• What is needed
How many lines in the entries below contain the word "white"? Treat uppercase and lowercase as different, and reply with the number only.

• Entries pointing to named objects

* begin *

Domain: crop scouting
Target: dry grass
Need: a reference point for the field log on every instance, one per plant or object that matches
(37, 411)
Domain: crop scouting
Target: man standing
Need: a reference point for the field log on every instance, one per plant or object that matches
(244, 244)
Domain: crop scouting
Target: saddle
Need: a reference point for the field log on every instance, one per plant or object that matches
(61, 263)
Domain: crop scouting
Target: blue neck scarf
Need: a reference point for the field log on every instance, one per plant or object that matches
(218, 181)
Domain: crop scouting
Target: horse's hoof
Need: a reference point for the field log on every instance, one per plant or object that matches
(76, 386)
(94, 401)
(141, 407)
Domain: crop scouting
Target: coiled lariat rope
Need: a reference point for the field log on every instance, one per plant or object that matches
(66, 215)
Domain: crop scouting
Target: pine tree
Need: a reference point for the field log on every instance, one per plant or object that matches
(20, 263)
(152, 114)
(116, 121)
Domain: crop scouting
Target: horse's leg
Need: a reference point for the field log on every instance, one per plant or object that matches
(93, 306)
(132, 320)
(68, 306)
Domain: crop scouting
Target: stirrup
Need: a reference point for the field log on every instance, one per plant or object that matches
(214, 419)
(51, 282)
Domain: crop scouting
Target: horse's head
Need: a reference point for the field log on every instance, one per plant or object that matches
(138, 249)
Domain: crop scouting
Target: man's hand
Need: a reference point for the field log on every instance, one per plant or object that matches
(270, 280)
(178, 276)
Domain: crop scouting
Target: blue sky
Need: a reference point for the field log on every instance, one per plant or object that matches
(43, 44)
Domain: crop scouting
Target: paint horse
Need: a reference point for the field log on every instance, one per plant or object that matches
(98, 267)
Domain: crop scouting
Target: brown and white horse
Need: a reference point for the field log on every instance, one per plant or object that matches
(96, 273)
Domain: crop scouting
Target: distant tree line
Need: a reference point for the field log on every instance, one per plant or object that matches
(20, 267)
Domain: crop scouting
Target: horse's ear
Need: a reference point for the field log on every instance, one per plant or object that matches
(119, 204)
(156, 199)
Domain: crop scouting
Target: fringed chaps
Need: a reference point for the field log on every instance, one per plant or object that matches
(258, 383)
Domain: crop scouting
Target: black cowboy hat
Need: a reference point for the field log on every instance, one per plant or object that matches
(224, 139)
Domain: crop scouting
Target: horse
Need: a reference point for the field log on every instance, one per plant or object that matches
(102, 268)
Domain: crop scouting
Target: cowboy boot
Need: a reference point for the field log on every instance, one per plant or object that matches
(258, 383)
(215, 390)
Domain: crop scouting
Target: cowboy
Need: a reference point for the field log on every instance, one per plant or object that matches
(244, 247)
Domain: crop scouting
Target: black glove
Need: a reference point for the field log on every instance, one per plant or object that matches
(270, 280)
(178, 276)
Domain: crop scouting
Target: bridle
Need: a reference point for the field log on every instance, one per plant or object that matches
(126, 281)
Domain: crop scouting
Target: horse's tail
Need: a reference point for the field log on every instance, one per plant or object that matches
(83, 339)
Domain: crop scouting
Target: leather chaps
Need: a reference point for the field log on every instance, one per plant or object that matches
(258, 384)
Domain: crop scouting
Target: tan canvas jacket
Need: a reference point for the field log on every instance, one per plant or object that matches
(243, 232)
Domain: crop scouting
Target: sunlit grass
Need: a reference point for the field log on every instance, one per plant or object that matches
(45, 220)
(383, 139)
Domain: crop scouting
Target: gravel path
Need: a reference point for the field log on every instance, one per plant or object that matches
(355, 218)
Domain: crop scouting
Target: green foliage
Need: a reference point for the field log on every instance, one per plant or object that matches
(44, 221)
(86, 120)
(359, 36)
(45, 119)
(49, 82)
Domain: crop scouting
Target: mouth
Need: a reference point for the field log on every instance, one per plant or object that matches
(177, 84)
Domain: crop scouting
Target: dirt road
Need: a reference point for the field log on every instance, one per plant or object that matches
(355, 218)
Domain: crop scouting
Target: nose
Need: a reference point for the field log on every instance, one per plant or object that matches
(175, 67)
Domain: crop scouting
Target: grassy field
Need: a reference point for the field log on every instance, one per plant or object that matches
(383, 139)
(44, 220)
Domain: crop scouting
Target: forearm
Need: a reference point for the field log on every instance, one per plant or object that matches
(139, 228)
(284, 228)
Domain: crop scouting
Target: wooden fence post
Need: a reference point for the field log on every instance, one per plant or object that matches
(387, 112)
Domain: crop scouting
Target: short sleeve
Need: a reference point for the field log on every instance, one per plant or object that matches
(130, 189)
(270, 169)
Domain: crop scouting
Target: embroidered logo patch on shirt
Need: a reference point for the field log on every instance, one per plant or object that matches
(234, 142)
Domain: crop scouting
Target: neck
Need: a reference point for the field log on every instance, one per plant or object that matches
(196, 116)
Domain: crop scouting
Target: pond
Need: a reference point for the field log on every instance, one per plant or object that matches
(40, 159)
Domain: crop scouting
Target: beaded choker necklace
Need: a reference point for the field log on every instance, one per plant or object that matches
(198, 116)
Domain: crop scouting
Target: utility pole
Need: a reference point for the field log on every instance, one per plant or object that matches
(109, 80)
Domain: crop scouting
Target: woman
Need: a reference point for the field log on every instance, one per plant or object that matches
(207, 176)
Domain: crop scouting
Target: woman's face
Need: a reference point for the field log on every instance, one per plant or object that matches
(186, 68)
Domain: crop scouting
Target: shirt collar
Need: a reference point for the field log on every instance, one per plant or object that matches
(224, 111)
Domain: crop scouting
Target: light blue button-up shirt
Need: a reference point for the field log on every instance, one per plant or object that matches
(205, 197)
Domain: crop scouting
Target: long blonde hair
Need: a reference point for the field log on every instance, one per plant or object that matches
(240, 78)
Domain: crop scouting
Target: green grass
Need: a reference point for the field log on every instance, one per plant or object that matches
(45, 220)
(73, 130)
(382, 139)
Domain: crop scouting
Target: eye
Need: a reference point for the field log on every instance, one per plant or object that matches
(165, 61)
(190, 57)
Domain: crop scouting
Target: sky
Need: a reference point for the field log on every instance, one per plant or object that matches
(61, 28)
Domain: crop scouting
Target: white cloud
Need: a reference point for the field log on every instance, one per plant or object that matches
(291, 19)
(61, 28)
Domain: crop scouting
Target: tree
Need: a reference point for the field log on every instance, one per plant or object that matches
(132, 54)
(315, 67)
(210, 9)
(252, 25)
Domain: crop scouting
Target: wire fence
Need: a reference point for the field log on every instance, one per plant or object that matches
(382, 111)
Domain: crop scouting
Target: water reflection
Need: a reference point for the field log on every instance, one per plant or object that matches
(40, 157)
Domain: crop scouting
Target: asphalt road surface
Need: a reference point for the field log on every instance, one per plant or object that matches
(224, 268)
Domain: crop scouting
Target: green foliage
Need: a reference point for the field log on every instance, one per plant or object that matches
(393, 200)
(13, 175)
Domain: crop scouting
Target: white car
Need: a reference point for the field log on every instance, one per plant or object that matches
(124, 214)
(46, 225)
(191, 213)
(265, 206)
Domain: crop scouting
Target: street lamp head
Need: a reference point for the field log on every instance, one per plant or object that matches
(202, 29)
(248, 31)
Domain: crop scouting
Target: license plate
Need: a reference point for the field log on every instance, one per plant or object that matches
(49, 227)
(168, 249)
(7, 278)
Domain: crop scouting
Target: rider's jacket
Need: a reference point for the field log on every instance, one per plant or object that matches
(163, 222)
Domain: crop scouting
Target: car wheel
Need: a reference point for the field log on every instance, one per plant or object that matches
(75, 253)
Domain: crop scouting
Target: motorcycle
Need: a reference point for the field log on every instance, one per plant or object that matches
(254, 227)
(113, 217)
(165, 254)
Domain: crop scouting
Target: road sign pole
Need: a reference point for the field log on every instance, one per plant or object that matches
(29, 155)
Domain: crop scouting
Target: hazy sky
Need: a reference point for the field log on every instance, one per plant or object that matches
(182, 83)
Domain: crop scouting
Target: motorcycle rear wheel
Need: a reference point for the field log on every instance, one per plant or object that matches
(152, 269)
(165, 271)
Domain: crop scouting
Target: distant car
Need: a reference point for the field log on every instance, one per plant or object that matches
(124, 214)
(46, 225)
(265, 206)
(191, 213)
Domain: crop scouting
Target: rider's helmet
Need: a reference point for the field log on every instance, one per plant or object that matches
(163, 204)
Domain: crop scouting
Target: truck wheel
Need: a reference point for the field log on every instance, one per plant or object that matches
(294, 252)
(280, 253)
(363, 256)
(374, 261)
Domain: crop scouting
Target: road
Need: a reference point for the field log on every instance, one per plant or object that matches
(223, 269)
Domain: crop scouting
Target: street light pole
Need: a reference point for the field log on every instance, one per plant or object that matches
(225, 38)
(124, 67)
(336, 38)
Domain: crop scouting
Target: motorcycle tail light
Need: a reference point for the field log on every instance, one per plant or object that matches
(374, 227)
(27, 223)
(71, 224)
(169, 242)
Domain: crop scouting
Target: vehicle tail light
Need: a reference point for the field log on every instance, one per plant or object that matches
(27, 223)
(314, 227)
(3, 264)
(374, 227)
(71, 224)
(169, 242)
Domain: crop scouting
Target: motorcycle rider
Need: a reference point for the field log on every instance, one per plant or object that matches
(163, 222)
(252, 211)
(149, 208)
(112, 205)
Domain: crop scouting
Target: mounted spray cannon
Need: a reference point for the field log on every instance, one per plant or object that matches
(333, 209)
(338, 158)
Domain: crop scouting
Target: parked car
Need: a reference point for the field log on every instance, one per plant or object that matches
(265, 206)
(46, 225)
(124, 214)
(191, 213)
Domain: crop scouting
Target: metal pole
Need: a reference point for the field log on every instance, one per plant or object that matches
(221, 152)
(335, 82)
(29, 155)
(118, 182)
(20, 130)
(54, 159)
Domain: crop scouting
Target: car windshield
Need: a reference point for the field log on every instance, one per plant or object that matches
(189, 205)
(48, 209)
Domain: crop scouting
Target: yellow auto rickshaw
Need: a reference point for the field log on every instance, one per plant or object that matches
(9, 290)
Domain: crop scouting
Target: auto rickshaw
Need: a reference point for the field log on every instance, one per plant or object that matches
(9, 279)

* end *

• Reply
3